To read a tree MetadataTreeReader is used, which is inherited from TreeReader as implemented in the tree demo. The writing of metadata attached to tree nodes and edges is implemented in adapters.NodeListDataAdapter and adapters.EdgeListDataAdapter, which are both inherited from tree demo class NodeEdgeListDataAdapter.

In addition to the topology read by the tree demo application, this demo program also models specific metadata attached to nodes and branches. Nodes carry two literal metadata string values (the scientific name and the NCBI taxonomy ID of the taxon) which are grouped by a parent resource metadata element modeling the taxonomy information of that node as a whole. Furthermore they may carry a list of size measurements of individuals of that species, which is stored in a single literal metadata element. Edges carry a numeric support value.

As shown in figure 2 all this metadata of a node and its afferent edge can be edited in the GUI after selecting that node. To store this metadata in formats that support it, necessary predicates identifying each metadata element modeled by this application are defined in the interface IOConstants. (Note that existing established ontologies should generally be used if available, but to keep this demo application more simple, we use this simple application specific example ontology.)

The following different examples of metadata shall demonstrate which type of annotations can be represented in which format and how a maximum format-independence can be achieved. Since NeXML offers the most comprehensive metadata model, all data can be represented there, while the other formats support only a subset of this.

Simple values attached to edges (the support value example)

The first metadata example in this application is a numeric support value attached to edge of a phylogenetic tree. (Note that it makes a difference if a value is attached to a node or an edge, e.g. if a tree is rerooted. The GUI of this demo application allows to edit the support value of the afferent edge of the selected node.) This simple numeric annotation can be represented in all tree formats that are supported by JPhyloIO and no format-specific implementations for reading or writing are necessary.

◇ ◇ ◇ ◇ ◇ ◇ ◇

**INSTRUCTION 1**
Answer these questions from the text on tree metadata:
(a) Which class is used to read a tree?
(b) In which interface are the predicates for each metadata element defined?
(c) What value do edges carry?
**INSTRUCTION 2**
Return, word for word, the part of the text on tree metadata that opens with the words containing "As shown in" and closes with "specific example ontology.)".

**ENTRIES**
◇ ◇ ◇ ◇ ◇ ◇ ◇

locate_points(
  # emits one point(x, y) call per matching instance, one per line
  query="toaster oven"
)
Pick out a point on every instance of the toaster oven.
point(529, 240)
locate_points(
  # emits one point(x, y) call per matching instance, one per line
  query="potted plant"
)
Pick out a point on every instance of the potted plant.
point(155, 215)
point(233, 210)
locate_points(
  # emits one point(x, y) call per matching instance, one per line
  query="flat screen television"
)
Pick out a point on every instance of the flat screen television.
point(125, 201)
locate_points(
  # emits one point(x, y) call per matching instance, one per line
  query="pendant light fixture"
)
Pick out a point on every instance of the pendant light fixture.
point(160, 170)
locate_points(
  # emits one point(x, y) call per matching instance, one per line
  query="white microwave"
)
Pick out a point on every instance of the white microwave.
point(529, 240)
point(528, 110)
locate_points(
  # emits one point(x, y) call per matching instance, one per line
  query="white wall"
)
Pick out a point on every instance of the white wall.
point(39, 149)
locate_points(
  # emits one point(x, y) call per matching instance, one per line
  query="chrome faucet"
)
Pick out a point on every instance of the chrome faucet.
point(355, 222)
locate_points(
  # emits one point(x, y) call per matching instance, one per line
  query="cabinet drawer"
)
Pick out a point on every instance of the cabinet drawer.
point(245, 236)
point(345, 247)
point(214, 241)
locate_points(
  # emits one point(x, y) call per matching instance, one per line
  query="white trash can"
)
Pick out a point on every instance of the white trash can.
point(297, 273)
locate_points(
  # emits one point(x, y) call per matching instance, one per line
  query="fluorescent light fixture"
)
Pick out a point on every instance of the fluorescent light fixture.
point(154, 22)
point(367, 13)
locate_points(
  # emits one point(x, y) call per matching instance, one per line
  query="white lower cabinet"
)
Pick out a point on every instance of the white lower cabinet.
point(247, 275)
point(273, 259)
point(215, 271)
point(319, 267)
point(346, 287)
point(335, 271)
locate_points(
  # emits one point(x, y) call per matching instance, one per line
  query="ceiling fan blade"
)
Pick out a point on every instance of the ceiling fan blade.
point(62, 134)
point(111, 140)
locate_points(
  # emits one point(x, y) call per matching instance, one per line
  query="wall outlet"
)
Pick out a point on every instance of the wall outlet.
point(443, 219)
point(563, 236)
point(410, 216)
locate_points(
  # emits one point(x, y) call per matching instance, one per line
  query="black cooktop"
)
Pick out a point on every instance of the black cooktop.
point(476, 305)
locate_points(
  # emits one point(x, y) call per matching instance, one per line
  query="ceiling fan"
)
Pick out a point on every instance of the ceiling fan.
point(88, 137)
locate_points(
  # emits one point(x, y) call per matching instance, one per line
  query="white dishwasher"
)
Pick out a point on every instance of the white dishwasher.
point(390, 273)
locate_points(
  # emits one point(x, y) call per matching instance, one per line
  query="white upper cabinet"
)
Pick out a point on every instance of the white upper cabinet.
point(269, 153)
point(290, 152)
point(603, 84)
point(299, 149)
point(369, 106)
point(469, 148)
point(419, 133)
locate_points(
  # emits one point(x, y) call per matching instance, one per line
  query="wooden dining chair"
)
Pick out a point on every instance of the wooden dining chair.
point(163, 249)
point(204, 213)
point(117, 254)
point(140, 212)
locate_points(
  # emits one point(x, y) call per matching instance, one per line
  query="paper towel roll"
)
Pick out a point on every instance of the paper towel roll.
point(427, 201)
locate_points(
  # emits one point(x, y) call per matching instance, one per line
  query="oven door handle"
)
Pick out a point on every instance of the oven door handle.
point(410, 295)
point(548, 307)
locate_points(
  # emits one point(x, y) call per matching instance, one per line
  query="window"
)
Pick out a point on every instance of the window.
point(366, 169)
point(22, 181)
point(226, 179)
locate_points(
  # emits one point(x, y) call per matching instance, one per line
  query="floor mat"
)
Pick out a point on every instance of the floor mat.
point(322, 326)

◇ ◇ ◇ ◇ ◇ ◇ ◇

**OUTPUT 1**
(a) MetadataTreeReader
(b) IOConstants
(c) A numeric support value

**OUTPUT 2**
As shown in figure 2 all this metadata of a node and its afferent edge can be edited in the GUI after selecting that node. To store this metadata in formats that support it, necessary predicates identifying each metadata element modeled by this application are defined in the interface IOConstants. (Note that existing established ontologies should generally be used if available, but to keep this demo application more simple, we use this simple application specific example ontology.)